## Bounding-box records
— start —

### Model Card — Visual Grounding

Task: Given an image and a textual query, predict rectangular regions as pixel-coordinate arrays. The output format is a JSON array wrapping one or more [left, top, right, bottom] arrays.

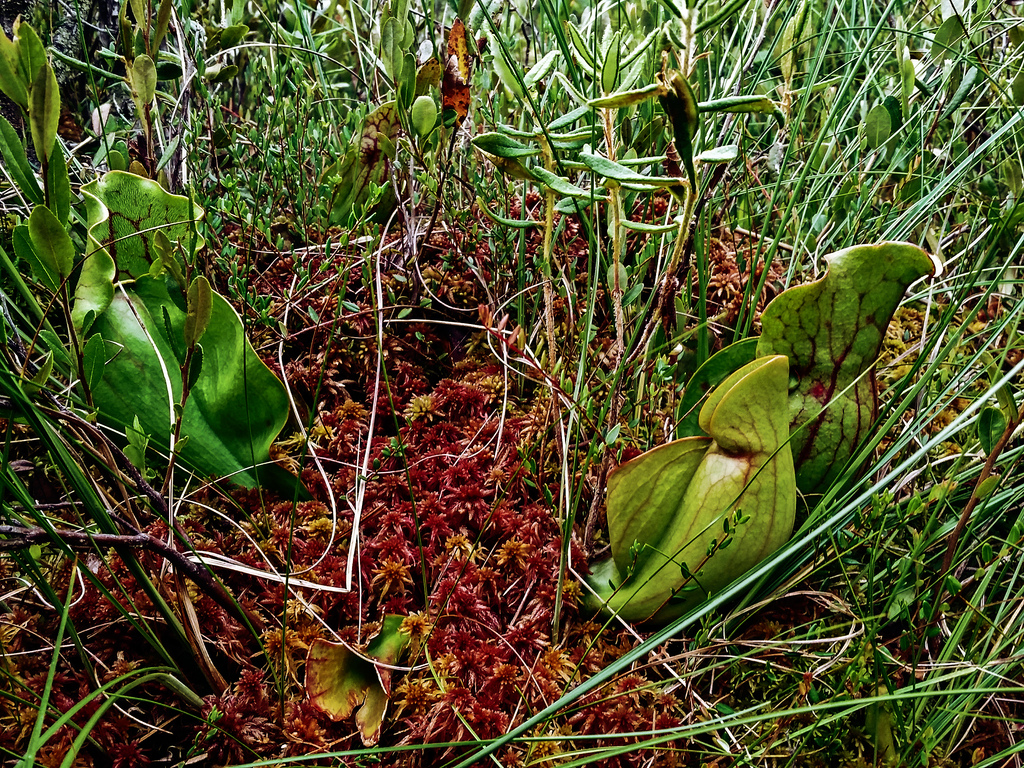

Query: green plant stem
[[0, 520, 263, 628]]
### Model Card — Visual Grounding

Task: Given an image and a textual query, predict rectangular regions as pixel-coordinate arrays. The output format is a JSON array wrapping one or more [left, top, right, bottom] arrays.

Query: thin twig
[[0, 512, 263, 629]]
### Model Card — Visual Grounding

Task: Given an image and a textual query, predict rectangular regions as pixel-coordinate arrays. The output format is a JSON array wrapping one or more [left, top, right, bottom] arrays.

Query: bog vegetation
[[0, 0, 1024, 768]]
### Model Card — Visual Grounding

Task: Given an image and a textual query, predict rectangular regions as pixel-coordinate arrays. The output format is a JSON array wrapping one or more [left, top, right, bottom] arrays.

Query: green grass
[[0, 0, 1024, 767]]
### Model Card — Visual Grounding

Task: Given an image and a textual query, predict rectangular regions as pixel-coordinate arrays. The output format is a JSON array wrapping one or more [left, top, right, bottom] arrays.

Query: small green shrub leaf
[[978, 407, 1007, 456]]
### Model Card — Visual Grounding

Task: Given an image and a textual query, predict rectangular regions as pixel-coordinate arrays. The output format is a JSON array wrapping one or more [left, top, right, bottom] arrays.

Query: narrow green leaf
[[587, 83, 665, 110], [220, 24, 249, 50], [82, 334, 106, 392], [186, 344, 204, 391], [473, 131, 541, 159], [29, 63, 60, 160], [531, 166, 607, 200], [131, 53, 157, 105], [601, 30, 623, 93], [622, 219, 679, 234], [22, 352, 53, 396], [978, 407, 1007, 456], [522, 48, 561, 88], [864, 104, 893, 150], [660, 71, 700, 189], [694, 144, 739, 163], [932, 15, 967, 63], [150, 0, 173, 54], [565, 20, 595, 70], [0, 28, 31, 112], [580, 152, 680, 188], [14, 22, 49, 94], [548, 104, 593, 133], [184, 274, 213, 347], [305, 614, 410, 745], [11, 224, 60, 293]]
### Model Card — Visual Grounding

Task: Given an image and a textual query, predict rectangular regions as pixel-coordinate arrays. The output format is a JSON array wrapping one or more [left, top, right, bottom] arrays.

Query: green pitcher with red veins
[[757, 243, 941, 494], [588, 355, 797, 623]]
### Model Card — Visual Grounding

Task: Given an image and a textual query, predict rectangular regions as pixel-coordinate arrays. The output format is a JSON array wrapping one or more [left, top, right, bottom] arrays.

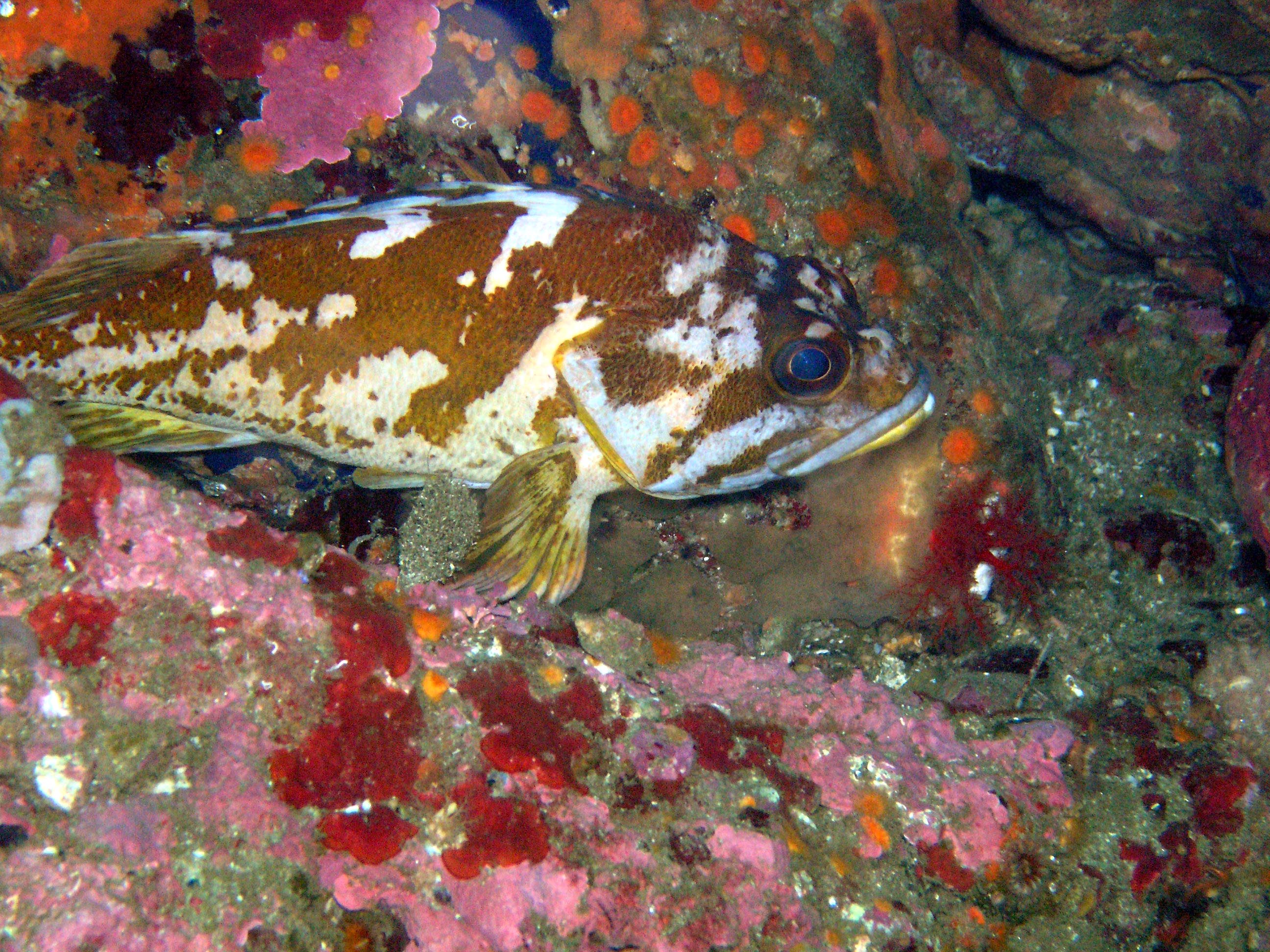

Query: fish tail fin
[[0, 231, 223, 334]]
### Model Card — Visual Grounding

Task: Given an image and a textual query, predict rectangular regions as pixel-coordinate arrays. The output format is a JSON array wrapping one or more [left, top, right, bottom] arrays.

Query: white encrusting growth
[[212, 255, 255, 291], [348, 208, 432, 260], [483, 190, 581, 294], [314, 294, 357, 329]]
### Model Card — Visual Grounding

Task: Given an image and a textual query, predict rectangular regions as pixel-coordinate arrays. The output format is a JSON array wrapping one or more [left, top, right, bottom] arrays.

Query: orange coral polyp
[[970, 390, 997, 416], [239, 139, 282, 175], [689, 66, 723, 108], [721, 212, 758, 244], [512, 46, 538, 72], [940, 427, 980, 466], [815, 208, 856, 247], [626, 127, 661, 169], [740, 33, 772, 76], [542, 104, 573, 142], [521, 89, 556, 124], [609, 93, 644, 136], [732, 119, 767, 159]]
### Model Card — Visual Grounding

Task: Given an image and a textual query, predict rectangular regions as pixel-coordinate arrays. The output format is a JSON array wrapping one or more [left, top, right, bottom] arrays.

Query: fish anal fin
[[0, 231, 222, 333], [58, 401, 260, 453], [459, 443, 620, 603]]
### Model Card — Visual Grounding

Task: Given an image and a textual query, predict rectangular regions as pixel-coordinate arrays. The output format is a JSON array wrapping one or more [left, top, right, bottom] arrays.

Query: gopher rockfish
[[0, 183, 933, 602]]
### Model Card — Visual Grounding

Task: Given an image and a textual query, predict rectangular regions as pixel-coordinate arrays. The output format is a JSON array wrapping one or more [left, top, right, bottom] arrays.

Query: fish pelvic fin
[[457, 443, 620, 603], [353, 466, 440, 489], [58, 401, 260, 453], [0, 231, 223, 333]]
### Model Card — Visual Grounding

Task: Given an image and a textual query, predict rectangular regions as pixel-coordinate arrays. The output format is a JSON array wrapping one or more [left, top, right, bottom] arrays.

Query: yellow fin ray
[[459, 443, 598, 603], [58, 401, 260, 453], [353, 466, 438, 489]]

— end —

## Written request
Report every line of the entries above that contains the string "leaf", treating uppercase and lowercase as different.

## Written response
Query: small green shrub leaf
Query: narrow green leaf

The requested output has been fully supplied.